### Exercise directions
Your task is to copy each line of the material that holds the word "foliage".

### Data for this exercise

::::

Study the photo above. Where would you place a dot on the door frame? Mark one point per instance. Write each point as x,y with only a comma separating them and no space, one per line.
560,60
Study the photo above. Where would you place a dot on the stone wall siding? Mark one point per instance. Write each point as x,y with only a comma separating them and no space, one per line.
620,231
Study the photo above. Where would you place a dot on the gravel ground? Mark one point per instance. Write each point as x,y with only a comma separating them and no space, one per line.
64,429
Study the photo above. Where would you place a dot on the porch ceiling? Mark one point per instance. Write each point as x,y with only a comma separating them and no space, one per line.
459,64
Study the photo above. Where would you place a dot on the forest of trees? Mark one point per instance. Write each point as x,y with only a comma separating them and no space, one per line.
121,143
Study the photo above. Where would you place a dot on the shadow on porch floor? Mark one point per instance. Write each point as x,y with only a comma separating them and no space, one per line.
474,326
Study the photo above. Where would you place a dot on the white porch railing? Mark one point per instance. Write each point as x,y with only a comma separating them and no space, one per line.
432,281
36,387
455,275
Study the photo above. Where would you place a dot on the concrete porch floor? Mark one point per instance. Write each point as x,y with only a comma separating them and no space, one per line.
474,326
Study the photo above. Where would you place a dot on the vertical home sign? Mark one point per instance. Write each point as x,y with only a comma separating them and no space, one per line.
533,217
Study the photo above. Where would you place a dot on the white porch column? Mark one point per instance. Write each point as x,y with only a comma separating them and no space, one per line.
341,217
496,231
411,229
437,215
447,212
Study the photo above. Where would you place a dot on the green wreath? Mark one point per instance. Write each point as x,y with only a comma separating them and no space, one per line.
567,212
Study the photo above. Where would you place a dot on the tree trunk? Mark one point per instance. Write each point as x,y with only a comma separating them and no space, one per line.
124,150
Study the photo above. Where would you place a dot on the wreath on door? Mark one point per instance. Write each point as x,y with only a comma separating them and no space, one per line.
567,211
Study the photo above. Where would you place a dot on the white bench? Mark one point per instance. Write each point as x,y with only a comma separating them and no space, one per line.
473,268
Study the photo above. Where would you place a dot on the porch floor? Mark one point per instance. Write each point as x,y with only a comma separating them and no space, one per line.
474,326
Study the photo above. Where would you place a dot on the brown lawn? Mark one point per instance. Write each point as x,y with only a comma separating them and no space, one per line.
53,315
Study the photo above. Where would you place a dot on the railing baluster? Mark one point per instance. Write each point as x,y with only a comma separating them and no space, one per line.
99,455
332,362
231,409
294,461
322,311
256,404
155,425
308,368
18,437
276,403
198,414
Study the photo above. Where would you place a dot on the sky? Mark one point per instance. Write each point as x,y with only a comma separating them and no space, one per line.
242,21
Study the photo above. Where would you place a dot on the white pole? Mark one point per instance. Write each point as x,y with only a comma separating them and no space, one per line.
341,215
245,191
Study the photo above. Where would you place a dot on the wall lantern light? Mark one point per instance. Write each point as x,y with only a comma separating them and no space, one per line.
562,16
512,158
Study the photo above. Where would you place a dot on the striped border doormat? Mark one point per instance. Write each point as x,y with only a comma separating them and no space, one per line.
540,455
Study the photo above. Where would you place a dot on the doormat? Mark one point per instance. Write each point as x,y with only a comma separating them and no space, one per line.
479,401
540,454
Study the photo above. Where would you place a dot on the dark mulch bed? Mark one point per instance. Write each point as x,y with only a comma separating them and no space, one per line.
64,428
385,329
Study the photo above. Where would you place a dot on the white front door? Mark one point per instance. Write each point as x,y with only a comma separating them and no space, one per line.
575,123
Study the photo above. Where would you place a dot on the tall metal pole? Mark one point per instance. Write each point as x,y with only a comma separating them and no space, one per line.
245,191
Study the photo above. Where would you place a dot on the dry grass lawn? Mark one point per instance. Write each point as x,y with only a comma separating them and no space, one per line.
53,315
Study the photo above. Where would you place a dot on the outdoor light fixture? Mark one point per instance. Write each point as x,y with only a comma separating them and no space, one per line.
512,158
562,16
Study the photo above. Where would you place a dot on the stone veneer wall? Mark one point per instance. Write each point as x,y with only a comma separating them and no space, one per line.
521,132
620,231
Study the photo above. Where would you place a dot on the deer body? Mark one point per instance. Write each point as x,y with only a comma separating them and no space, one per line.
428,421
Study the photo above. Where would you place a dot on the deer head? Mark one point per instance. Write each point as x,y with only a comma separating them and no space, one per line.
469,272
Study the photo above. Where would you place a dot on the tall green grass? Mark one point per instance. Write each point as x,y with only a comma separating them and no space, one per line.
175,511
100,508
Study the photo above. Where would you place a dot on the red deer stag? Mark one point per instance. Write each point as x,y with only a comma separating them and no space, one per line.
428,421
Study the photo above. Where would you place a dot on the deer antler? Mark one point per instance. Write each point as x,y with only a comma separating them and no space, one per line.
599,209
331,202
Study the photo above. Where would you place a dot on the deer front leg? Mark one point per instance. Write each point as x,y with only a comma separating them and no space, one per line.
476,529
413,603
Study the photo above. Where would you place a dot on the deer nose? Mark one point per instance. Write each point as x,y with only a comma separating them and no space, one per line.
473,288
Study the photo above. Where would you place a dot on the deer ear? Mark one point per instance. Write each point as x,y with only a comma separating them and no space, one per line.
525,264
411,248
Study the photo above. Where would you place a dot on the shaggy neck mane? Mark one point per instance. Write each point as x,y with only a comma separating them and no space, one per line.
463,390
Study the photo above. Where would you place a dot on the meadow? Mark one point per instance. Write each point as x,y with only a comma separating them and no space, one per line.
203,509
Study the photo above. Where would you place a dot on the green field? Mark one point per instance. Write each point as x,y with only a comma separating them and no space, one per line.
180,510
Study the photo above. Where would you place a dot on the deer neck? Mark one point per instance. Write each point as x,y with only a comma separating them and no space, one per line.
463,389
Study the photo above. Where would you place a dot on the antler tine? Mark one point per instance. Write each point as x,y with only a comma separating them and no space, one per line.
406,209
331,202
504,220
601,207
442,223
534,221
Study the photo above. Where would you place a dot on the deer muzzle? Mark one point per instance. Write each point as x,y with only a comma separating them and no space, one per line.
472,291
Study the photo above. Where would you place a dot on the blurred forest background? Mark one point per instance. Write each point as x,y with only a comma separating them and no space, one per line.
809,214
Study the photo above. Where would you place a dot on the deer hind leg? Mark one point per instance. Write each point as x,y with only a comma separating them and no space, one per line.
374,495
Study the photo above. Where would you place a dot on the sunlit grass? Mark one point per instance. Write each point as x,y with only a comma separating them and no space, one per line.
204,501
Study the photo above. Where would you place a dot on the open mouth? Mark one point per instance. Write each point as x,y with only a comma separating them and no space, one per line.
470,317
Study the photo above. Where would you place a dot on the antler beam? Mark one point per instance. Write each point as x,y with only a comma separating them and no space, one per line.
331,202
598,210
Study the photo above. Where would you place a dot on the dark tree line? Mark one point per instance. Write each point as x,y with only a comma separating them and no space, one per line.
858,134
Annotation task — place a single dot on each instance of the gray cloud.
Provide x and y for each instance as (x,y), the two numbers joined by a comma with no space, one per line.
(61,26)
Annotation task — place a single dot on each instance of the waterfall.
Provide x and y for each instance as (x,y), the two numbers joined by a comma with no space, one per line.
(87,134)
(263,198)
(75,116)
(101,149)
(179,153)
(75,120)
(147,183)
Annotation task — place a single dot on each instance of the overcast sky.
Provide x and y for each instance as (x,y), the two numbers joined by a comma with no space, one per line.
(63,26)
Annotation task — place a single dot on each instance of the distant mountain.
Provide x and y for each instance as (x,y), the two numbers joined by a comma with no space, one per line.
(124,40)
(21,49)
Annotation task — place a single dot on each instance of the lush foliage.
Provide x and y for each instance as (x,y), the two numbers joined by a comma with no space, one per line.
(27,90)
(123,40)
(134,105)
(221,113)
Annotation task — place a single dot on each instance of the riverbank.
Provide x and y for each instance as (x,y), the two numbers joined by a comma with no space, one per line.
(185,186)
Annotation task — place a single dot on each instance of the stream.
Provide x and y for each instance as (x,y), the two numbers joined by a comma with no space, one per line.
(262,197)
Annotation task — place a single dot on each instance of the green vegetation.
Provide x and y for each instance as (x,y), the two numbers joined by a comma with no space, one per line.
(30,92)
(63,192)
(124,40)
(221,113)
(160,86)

::::

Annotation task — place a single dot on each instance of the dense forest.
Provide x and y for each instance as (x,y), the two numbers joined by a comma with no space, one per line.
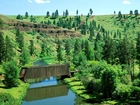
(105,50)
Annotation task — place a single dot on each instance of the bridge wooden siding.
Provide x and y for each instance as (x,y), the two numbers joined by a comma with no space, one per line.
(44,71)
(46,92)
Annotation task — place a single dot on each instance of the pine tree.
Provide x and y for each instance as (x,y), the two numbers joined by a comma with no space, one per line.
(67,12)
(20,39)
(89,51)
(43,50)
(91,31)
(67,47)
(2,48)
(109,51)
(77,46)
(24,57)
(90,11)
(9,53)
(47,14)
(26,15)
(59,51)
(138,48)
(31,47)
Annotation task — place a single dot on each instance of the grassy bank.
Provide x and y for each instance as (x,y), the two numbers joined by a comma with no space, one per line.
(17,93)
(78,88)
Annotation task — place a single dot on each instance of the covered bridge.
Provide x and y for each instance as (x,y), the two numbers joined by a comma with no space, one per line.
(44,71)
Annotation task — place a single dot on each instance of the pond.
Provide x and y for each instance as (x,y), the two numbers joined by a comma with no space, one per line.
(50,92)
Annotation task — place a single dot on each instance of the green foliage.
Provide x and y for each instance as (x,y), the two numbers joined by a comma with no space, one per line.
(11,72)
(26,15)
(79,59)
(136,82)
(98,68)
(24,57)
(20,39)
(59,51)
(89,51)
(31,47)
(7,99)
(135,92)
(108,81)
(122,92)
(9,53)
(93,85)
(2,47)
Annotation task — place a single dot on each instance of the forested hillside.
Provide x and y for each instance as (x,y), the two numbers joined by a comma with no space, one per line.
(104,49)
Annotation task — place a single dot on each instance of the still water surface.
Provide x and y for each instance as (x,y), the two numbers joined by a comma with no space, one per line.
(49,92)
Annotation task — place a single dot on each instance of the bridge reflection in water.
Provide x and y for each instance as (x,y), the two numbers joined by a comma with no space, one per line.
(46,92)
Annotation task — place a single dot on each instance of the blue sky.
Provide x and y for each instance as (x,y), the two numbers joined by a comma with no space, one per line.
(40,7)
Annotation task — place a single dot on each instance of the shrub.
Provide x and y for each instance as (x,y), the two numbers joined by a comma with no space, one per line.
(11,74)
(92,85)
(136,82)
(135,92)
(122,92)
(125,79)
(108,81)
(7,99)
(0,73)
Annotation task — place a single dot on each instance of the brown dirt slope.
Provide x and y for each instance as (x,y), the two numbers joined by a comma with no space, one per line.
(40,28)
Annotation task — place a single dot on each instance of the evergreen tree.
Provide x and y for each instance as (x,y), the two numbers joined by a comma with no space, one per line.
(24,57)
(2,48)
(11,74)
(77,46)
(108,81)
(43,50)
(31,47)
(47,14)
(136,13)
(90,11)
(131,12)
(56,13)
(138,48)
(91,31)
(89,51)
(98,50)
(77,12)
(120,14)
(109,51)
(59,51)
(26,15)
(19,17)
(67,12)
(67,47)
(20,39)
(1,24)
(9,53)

::::

### Response to the task
Annotation task — place a single dot on each instance of the lush foliage.
Annotation task — place a single dot on each instance of the green foliage.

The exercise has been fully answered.